- [Stated exercise 1]
In the passage on accounting's history, what did Samuel Thomson agree to make in exchange for a year's worth of eggs?
- [Stated exercise 2]
Decide whether each statement agrees with the passage on accounting's history, answering yes or no and quoting the deciding words: (a) Bookkeepers most likely first appeared in a cash and commerce economy. (b) Ledgers could serve as proof when a dispute went before magistrates. (c) William Smallwood handed over three chickens.

━━━ Passage

By Andrew Beattie on February 26, 2009 A A A
Filed Under: Accounting, Balance Sheet, Bookkeeping, Financial Statements, Ledgers & Journals
Accounting is the language of business and, by extension, the language of all things financial. In the same way that our senses are needed to translate information about our surroundings into something understood by our brains, accountants are needed to translate the complexities of finance into summary numbers that the public can understand. In this article, we will follow accounting from its roots in ancient times to the modern profession that we now depend on.
Bookkeepers most likely emerged while society was still in the barter and trade system (pre-2000 B.C.) rather than a cash and commerce economy. Ledgers from these times read like narratives with dates and descriptions of trades made or terms for services rendered.
Example - Barter and Trade Bookkeeping
Monday, May 12 - In exchange for three chickens which I provided today, William Smallwood (laborer) promised a satchel of seed when the harvest is completed in the fall.
Wednesday, May 14 - Samuel Thomson (craftsman) agreed to make one chest of drawers in exchange for a year\'s worth of eggs. The eggs are to be delivered daily once the chest is finished.
All of these transactions were kept in individual ledgers, and if a dispute arose, they provided proof when matters were brought before magistrates. Although tiresome, this system of detailing every agreement was ideal because long periods of time could pass before transactions were completed.
The New and Improved Ledger - Now With Numbers!

━━━━━━
━━━ Provided material

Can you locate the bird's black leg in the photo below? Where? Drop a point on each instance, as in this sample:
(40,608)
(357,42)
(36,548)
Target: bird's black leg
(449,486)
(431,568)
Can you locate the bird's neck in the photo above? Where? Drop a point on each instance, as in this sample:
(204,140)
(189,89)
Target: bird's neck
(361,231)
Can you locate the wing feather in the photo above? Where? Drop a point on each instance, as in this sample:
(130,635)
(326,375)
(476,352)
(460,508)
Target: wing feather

━━━━━━

- [Response 1]
One chest of drawers.

- [Response 2]
(a) No: "Bookkeepers most likely emerged while society was still in the barter and trade system (pre-2000 B.C.) rather than a cash and commerce economy."
(b) Yes: "if a dispute arose, they provided proof when matters were brought before magistrates."
(c) No: "In exchange for three chickens which I provided today, William Smallwood (laborer) promised a satchel of seed when the harvest is completed in the fall."